Goal:
Extract the lines of the material running from the line with "target: chilean flag" through the final line, and reproduce them word for word.

Record set:

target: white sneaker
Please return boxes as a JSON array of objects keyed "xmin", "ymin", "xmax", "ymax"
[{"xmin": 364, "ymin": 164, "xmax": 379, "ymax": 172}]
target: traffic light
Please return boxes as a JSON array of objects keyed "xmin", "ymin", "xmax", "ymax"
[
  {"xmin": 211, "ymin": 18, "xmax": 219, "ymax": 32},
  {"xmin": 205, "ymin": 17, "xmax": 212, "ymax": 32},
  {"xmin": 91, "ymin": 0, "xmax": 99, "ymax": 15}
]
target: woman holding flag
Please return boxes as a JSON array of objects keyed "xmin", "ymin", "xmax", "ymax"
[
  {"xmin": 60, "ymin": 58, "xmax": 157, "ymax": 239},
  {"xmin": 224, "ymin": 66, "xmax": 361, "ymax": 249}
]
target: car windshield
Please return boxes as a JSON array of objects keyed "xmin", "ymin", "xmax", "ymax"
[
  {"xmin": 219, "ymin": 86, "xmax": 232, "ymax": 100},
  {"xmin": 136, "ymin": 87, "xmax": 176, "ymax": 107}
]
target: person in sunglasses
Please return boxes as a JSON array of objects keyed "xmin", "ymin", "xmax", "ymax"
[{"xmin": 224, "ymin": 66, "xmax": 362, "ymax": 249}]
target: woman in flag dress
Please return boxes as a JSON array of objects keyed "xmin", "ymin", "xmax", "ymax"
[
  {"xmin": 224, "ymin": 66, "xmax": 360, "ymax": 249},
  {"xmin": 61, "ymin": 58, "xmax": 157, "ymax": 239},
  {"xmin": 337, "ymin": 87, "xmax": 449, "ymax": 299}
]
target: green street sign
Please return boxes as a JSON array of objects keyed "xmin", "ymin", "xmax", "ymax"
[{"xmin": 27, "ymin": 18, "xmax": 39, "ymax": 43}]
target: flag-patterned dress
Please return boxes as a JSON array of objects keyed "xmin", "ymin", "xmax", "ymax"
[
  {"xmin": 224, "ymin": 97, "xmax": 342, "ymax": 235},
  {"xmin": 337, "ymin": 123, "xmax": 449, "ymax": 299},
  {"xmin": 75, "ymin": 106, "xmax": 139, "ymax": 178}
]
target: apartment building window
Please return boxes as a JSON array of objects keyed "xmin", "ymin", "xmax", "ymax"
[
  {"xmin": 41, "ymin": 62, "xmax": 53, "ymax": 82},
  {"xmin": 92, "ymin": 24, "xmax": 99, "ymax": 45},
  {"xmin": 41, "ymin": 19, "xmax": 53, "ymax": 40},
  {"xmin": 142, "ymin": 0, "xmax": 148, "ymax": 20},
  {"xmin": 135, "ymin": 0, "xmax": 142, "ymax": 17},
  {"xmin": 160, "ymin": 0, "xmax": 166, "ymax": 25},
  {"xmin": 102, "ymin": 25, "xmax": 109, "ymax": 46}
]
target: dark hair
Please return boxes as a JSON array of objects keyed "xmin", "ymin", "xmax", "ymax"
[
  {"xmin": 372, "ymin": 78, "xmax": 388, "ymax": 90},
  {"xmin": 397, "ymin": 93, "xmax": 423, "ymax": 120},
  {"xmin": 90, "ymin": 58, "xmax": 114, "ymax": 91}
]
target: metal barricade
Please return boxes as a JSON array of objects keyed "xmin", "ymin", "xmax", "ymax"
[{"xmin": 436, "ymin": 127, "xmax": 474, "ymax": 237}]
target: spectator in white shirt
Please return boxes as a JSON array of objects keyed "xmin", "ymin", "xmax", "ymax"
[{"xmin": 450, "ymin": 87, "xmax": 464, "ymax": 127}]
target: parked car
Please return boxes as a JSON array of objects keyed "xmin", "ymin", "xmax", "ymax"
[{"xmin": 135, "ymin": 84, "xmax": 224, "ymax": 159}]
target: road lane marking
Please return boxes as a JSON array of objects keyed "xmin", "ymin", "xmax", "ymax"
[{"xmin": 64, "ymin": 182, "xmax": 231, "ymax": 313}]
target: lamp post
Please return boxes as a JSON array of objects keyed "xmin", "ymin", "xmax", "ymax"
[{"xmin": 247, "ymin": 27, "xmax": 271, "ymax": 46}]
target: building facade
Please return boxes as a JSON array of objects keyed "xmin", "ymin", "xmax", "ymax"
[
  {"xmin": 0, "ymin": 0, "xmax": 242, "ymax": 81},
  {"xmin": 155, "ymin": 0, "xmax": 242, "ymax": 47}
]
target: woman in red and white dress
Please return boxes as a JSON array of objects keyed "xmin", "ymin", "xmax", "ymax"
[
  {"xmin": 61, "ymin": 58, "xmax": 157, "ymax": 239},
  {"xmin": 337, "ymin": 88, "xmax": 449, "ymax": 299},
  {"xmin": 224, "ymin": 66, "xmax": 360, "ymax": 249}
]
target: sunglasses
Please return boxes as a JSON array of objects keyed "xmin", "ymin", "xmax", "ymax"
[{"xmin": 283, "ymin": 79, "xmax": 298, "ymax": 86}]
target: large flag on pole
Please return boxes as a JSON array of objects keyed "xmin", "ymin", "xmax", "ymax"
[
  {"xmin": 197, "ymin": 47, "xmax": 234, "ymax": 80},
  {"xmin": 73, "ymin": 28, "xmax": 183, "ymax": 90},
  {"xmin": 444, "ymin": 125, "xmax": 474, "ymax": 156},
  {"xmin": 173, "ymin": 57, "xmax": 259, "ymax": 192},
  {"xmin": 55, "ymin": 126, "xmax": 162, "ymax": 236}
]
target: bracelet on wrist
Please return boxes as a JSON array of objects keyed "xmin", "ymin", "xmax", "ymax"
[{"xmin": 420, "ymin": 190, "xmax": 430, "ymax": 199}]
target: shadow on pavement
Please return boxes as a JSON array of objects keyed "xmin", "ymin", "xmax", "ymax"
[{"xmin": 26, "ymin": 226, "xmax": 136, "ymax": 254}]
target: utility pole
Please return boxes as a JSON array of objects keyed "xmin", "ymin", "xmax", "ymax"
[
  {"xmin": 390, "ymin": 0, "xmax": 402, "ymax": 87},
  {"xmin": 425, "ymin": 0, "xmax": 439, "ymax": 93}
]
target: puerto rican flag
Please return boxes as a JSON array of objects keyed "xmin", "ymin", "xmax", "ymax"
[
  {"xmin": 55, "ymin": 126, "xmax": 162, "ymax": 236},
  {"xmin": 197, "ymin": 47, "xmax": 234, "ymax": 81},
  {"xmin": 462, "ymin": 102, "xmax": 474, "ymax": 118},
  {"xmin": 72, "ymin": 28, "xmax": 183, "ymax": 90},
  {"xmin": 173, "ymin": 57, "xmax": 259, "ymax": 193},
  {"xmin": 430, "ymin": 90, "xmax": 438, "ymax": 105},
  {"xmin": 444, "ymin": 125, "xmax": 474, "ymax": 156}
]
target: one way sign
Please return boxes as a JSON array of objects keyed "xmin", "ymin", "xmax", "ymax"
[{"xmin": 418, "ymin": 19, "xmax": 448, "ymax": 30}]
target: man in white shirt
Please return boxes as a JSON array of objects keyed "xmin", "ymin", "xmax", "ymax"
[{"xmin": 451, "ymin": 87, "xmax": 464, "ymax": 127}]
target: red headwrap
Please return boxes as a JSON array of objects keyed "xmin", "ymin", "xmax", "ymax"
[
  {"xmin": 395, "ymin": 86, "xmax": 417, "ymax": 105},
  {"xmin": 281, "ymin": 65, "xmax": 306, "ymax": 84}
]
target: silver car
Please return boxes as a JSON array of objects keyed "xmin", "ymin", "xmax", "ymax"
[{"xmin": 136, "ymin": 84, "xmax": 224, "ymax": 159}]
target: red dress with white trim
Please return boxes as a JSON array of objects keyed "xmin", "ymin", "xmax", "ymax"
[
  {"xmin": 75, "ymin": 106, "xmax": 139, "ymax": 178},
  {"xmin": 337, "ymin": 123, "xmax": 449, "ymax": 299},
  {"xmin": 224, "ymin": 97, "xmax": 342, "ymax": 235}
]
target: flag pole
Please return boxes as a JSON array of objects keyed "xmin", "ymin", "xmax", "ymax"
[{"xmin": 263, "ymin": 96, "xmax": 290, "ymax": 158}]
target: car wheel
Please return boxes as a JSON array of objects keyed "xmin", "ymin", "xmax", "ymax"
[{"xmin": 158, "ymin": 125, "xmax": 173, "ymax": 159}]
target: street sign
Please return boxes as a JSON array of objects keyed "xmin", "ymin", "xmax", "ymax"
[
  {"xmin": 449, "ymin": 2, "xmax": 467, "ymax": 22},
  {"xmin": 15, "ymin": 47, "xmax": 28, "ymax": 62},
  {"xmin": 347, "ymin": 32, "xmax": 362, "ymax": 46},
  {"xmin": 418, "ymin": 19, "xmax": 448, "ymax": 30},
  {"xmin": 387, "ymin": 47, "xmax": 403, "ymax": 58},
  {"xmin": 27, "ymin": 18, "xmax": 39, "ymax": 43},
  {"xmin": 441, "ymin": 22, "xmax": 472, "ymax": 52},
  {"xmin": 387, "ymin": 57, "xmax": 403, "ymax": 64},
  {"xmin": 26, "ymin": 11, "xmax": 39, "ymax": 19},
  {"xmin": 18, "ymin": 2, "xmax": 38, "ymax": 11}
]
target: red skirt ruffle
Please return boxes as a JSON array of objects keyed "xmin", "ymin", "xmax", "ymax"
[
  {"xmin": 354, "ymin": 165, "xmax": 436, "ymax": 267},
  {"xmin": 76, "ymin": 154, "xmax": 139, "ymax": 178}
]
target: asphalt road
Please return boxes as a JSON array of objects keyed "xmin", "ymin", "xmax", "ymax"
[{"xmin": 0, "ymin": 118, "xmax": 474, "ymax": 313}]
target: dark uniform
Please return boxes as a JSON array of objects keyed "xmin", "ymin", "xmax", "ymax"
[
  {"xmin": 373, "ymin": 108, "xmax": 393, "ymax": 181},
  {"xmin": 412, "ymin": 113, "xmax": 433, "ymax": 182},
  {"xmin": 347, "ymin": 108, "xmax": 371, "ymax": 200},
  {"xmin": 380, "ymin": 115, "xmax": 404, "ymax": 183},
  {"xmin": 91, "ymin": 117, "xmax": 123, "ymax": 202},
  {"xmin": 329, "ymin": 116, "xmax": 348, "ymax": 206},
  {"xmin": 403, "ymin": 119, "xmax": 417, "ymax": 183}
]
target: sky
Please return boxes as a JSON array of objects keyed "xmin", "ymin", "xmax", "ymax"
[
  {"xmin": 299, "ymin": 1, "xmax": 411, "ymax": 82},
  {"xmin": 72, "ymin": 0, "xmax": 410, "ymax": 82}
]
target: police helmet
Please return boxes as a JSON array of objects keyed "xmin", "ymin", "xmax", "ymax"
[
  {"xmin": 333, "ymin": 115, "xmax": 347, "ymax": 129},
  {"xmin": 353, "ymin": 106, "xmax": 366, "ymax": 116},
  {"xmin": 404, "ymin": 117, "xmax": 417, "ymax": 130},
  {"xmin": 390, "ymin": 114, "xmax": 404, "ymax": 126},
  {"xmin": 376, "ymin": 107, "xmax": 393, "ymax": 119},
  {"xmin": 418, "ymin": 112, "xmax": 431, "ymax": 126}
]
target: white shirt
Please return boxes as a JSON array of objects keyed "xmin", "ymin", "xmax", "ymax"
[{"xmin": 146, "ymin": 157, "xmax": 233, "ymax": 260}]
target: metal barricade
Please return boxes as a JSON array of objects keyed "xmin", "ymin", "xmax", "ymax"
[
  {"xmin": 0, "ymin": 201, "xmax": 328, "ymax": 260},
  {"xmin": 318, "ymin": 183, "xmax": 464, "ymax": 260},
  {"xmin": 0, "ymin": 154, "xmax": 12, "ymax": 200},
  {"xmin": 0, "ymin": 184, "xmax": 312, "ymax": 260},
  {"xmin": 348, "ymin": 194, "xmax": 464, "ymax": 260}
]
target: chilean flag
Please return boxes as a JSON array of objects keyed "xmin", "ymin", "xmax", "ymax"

Task solution:
target: chilean flag
Please return boxes as a JSON array of objects keyed "xmin", "ymin", "xmax", "ymax"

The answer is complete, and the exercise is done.